Exercise objective - Your answer is the lines below, exactly, from the one that contains "instance like [376,26]." through the one that contains "Query: jeans belt loop", both included.
=== Section Start ===
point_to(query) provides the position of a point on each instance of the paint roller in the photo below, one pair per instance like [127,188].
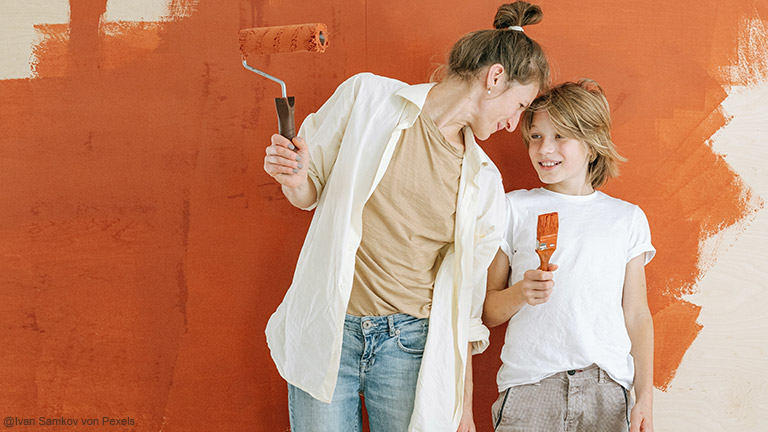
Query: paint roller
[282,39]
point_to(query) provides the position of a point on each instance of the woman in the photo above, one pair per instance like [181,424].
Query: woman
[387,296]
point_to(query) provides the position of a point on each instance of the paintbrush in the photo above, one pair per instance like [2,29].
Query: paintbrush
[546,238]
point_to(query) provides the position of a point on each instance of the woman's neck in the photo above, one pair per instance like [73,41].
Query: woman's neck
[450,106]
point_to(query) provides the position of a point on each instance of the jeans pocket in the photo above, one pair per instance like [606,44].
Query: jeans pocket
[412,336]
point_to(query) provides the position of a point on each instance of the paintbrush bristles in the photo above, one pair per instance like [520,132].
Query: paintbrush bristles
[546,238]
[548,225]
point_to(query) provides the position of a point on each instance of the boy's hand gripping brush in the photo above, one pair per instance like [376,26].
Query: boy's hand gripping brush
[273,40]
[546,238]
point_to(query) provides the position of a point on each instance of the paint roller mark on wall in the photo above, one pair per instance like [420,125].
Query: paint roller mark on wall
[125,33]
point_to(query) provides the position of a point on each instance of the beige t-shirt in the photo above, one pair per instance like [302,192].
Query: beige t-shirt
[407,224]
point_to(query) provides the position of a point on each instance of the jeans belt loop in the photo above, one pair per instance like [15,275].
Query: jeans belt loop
=== Section End ===
=== Section Start ===
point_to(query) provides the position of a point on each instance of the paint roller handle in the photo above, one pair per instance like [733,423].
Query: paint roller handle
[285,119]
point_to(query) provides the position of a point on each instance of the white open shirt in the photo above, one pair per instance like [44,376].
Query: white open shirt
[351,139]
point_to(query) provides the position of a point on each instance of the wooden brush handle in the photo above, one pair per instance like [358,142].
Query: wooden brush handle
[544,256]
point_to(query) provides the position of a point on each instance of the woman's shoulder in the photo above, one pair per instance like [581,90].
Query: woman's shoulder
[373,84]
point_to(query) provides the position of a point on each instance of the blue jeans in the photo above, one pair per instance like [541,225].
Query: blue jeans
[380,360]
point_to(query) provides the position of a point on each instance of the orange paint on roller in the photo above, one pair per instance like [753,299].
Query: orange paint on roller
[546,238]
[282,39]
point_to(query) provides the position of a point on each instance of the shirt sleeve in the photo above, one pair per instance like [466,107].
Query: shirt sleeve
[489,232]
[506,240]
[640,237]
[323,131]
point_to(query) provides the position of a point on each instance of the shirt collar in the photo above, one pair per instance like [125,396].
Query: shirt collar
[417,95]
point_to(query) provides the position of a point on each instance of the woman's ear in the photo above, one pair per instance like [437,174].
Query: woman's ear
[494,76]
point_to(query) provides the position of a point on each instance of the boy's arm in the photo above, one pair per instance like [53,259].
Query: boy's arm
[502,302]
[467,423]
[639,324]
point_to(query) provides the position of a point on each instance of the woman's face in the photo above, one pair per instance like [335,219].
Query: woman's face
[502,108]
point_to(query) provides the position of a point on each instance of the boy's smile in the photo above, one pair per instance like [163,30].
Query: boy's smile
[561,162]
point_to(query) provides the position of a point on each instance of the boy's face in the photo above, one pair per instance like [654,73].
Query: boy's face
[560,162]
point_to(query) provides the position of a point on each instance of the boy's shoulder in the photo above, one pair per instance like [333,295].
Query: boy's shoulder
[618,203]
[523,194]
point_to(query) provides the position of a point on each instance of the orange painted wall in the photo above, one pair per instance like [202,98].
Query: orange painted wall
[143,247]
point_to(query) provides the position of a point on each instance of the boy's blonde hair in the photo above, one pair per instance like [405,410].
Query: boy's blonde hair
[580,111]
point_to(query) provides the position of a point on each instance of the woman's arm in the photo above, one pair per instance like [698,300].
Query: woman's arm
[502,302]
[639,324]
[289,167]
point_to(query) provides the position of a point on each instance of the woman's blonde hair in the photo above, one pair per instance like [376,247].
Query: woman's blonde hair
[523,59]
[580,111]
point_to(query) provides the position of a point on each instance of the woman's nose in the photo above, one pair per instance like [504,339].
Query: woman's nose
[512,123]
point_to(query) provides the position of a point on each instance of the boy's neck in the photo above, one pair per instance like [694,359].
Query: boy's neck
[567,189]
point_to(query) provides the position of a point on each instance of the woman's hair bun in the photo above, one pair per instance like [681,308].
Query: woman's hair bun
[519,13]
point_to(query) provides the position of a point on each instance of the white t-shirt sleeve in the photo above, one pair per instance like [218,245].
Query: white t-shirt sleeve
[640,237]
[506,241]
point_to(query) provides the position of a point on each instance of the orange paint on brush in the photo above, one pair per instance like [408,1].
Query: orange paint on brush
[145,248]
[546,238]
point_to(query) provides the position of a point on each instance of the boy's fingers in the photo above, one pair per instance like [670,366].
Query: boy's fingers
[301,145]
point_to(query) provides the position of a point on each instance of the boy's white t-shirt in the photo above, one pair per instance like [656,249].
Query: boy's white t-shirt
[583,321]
=== Section End ===
Result for this task -
point_to(query) provides the position of a point on each instance of the boy's hand gripping brush in the photo above, one pair per instance like [376,26].
Query: boy's hand gripping brush
[273,40]
[546,238]
point_to(query) provides the position of a point on each instance of the paint roller mark on wall in the photo above, one pair per instance like [420,125].
Query: paint roller mark on wall
[125,33]
point_to(query) provides the position of a point on each instance of the beige t-shirt in the photo above, one pair per instance like [302,192].
Query: beige t-shirt
[407,224]
point_to(query) provides the position of a point on each instance of the jeans belt loop in the photo above, one pair per instance like [15,275].
Query: jeans belt loop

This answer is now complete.